### Exercise directions
Where the records below show the word "verge" in a line, please copy that line.

[[ Extracted material, beginning ]]

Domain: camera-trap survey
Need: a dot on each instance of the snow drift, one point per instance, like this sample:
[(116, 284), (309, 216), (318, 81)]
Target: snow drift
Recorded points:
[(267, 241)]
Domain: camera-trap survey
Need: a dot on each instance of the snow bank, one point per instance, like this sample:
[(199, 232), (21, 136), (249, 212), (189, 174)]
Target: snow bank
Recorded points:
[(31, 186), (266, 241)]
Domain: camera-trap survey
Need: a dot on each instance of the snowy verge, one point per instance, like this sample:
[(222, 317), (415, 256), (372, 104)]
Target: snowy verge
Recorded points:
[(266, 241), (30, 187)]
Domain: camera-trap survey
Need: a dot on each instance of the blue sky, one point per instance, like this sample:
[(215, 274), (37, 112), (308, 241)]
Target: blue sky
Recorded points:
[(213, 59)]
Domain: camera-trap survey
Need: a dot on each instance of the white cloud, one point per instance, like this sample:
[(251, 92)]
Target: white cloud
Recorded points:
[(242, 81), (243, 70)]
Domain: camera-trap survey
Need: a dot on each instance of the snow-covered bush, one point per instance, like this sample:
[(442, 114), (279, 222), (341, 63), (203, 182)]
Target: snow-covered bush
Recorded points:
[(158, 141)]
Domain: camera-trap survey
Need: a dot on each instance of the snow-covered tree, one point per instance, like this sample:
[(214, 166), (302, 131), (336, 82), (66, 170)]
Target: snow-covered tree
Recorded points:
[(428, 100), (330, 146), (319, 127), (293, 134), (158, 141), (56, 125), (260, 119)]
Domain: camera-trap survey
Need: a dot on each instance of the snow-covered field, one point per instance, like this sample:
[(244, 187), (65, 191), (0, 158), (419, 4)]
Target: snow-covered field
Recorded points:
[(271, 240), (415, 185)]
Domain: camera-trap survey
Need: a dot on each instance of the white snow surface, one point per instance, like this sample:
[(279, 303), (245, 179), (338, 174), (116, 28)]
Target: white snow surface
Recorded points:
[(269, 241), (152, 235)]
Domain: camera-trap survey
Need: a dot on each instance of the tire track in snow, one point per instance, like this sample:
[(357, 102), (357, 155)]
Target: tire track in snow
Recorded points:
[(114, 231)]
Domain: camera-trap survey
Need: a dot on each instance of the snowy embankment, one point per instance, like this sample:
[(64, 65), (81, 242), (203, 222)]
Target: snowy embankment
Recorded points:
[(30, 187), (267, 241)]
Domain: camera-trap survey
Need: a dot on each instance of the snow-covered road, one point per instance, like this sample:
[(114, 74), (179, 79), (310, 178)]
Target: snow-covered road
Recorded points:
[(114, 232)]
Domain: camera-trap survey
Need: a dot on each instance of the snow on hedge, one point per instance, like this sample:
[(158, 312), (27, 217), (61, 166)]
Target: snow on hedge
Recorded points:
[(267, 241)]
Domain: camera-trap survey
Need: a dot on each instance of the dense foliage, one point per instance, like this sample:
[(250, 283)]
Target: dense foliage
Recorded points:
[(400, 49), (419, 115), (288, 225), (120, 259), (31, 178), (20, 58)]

[[ Extracted material, end ]]

### Written solution
Need: a dot on each instance of the snowy verge, one point per instance, like this sample:
Target: snowy verge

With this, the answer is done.